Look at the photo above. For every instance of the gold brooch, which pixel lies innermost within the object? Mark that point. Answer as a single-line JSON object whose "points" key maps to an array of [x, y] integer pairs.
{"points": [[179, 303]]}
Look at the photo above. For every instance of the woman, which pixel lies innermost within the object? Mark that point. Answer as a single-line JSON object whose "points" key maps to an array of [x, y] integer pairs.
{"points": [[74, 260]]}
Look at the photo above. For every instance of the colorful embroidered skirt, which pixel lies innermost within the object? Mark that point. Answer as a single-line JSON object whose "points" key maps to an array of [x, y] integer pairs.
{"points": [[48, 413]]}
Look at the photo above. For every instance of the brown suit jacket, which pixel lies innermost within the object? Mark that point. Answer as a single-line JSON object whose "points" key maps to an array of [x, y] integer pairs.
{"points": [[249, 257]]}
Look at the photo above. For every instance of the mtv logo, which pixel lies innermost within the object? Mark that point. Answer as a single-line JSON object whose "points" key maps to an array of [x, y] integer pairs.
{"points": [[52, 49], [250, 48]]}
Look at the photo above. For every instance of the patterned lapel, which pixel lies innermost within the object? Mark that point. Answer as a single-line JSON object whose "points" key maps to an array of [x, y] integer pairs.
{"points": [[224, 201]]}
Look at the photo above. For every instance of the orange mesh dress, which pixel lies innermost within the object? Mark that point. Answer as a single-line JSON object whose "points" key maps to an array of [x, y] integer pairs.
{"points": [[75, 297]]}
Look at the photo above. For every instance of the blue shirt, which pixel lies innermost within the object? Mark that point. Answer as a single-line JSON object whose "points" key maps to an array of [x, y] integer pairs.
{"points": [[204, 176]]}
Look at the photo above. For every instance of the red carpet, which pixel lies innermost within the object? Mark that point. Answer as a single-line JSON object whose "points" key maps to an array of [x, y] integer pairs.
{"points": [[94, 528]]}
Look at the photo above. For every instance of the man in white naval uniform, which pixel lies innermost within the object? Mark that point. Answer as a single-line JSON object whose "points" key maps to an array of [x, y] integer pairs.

= = = = = = =

#### EXERCISE REQUIREMENTS:
Reproduce, character for character, every line of the entries from the line containing "Look at the photo above. For every instance of the red" through the last line of the entries, both inclusive.

#### FINAL ANSWER:
Look at the photo above. For every instance of the red carpet, which pixel lies innermost within the object? Mark that point. Answer as a single-line JSON object whose "points" key maps to an array of [x, y] integer pairs.
{"points": [[94, 528]]}
Look at the photo above. For every instance of the man in white naval uniform, which pixel lies innermost within the object? Mark that point. Answer as a single-line JSON object whose "points" key maps to an array of [x, y] integer pairs.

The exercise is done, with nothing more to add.